How to Dismantle an Obnoxious Band: Six Things U2 Could Do to Be Cool Again

The worst part about being a U2 fan is just how goddamned uncool U2 is. A month ago, this band, my favorite band — one of the best-known, longest-running, and most critically acclaimed going concerns in popular music — gave away a surprise brand-new album. Some people loved it, some people didn’t, and many wanted to make it go away. But at best, the most consistent reactions were that (1) the album consisted of fine, straightforward U2 songs that sounded exactly like U2 songs; and (2) it was kinda creepy how Apple just stuck the song in everybody’s iTunes. So: The music was square, the delivery mechanism awkward. Plus, it all happened as part of a live advertisement for one of the world’s most powerful corporations.
It was arguably the least rock-and-roll state of affairs a rock-and-roll band has ever been involved in. You can say a lot about it; you can’t say any of it was cool.
This is maddening for those of us who came of age during U2’s brief bout of coolness in the 1990s. We fell in love with this band that seemed intent on making weird, slightly trippy, but still accessible music; this band that seemed to have coated its dogged moral core in detached amusement; this band that seemed fascinated by technology and humanity; this band that, we hoped, might be a force for both creative excellence and social change. And then, a few years later, the lead singer was hanging out with George W. Bush and running an investment firm.
I mean, nobody thought the members of U2 were far-left idealogue revolutionaries. But it’s hard not to describe their 21st-century incarnation as the house band for the establishment.
Listen, that’s fine with me, mostly. And in my more positive moments, I feel pretty sure that U2 doesn’t care that much either. Bono actually sang this lyric like a manifesto on the last album: “The right to be ridiculous is something I hold dear!” The new album, Songs of Innocence, is about persistence, constancy, steadfastness, tenacity, staying the course. The songs are meant to sound like U2 songs, I think. That is vaguely radical. In popular music, “breaking the rules” and an unending series of next big things are the status quo; what’s unusual is the group that’s been together almost 40 unbroken years, using its place in the pantheon to release songs about how the next big thing will never satisfy you. What’s unusual is singing about a wife you’ve also been with almost 40 unbroken years. What’s unusual is singing about the church.

Instructions:
1. Decide whether each statement agrees with the U2 essay. Answer yes or no, and quote the words from the essay that settle it.
(a) The band sold its new album at a reduced price.
(b) The new album is called Songs of Innocence.
(c) The writer came of age during the band's cool period in the 1980s.
2. Answer these questions from the U2 essay.
(a) Which company put the release into everyone's iTunes?
(b) Which political figure was the lead singer spending time with?
(c) For about how long has the group been together?
3. Proceed with the U2 essay, picking up after its last sentence.
The listing after this point is separate from the U2 essay.

Material shown:
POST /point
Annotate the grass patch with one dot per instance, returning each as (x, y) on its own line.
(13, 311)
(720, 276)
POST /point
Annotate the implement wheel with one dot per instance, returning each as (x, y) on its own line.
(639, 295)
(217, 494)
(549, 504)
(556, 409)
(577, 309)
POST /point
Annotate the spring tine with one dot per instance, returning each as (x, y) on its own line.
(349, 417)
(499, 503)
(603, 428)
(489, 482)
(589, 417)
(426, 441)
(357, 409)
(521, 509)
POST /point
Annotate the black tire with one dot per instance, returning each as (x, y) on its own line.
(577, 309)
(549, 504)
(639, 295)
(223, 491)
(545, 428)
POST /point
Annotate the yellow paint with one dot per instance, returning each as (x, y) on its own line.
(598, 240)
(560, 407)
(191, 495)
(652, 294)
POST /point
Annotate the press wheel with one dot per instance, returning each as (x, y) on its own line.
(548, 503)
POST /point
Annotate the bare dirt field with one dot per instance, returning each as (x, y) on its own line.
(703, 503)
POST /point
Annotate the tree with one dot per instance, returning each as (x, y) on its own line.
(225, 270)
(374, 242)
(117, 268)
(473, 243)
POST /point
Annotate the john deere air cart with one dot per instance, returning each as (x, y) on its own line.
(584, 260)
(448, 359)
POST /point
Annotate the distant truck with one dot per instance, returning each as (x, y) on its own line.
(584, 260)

--

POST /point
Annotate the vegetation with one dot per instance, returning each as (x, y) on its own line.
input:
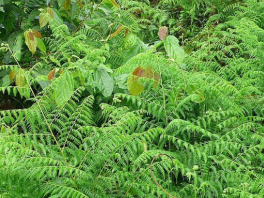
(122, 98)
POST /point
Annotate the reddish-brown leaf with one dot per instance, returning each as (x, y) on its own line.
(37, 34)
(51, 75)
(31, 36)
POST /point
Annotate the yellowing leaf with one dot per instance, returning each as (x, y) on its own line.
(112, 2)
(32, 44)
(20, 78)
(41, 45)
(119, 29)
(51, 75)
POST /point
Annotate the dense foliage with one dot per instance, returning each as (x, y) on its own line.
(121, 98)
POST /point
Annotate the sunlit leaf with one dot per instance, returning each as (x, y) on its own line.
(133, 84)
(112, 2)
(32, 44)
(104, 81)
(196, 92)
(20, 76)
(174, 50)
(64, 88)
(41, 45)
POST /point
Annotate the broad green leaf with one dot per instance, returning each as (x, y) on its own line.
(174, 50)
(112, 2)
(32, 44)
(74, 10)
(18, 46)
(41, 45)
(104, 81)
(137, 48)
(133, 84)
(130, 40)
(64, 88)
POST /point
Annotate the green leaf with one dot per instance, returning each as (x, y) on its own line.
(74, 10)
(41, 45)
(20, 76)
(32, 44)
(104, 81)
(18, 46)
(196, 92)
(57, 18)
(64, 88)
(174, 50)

The responses:
1.
(a) No: "gave away a surprise brand-new album"
(b) Yes: "The new album, Songs of Innocence, is about persistence"
(c) No: "came of age during U2’s brief bout of coolness in the 1990s"

2.
(a) Apple
(b) George W. Bush
(c) Almost 40 unbroken years

3.
And yet: It’s still not cool. And listen, that’s fine with me, mostly, but I’m also tired of bracing myself for snickers whenever the subject of U2 comes up. What I want is just for this, my favorite band, to make the news ONE MORE TIME for doing something, just one thing, that would be considered unequivocally awesome by the pop-culture intelligentsia and the public at large. It doesn’t have to compare to the Zoo TV Tour. It just has to be better than writing guest op-eds for the New York Times. Maybe that’s too much to ask, but in the spirit of faith and optimism, in honor of today, the day the beautiful but utterly uncool Songs of Innocence hits stores in the U.S. (it disappeared from your poor, violated iTunes accounts yesterday), here are six ideas for cool things U2 could still do.
1. Play Red Rocks again
This is partly just bragging — I went to Red Rocks for the first time a few weeks ago. Have you been? It is A WONDER OF THE WORLD. These rocks will blow your mind, with or without the aid of edibles. But really and truly: If U2 is so intent on celebrating its earlier days, this is the place it should return to. The band has dismissed the idea in the past — but Bono also said it would perform its Nelson Mandela song only once, at the Oscars, and then it played it on The Tonight Show anyway, two weeks before the awards show. So nothing is set in stone. Or not set in rocks. The acoustic excellence at the Colorado amphitheater would befit the high-quality live performances the band is known for and augment the stripped-down new songs neatly; the sense of history would be palpable; and there isn’t room for a giant fucking claw anywhere. The capacity is too low to accommodate a typical present-day U2 show, but schedule four or five nights in a row, do some kind of lottery system to keep scalpers from getting all the tickets, and break out the white flag again. Come on — Cheap Trick went back to Budokan.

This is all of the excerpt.